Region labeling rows
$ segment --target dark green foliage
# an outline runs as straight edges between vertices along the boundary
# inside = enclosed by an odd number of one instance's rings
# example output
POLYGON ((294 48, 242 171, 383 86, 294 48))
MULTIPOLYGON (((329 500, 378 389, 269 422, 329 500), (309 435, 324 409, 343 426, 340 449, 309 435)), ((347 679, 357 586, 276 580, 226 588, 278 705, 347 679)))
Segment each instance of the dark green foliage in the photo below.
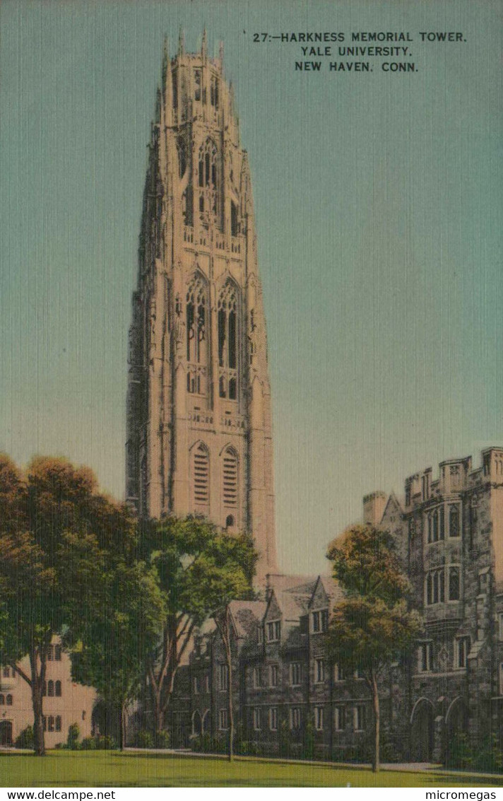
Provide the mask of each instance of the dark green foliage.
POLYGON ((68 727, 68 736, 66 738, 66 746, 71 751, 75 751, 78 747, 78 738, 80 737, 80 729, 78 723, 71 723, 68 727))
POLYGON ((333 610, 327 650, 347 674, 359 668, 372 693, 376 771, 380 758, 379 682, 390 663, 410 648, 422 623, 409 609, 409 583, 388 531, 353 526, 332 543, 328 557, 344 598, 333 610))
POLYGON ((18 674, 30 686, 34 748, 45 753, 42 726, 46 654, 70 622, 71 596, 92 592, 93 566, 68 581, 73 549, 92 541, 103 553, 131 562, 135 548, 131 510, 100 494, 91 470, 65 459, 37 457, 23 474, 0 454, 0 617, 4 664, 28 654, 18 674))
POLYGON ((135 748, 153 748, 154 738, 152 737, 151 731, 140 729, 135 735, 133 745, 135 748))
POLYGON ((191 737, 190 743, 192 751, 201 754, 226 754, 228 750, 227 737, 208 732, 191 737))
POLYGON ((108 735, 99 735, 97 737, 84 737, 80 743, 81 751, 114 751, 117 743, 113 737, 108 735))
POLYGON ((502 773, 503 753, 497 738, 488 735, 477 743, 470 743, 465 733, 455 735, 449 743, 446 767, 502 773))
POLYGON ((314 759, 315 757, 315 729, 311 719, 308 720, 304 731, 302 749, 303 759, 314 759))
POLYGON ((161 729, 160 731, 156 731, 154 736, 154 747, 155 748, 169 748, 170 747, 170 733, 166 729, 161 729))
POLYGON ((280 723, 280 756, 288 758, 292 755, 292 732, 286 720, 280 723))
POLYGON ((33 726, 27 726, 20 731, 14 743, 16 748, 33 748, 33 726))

▸ **Stated goal**
Please edit the rows from the very start through the line containing "POLYGON ((294 48, 242 171, 383 86, 294 48))", changing "straight edges" to "line segments" and leaving everything else as it is. Return only those lines.

▸ **Solution**
$ segment --target dark green foliage
# an outline runs as line segments between vertices along the boundary
# inside = enclosed by an odd number of one instance's rings
# example output
POLYGON ((294 48, 242 171, 383 86, 294 48))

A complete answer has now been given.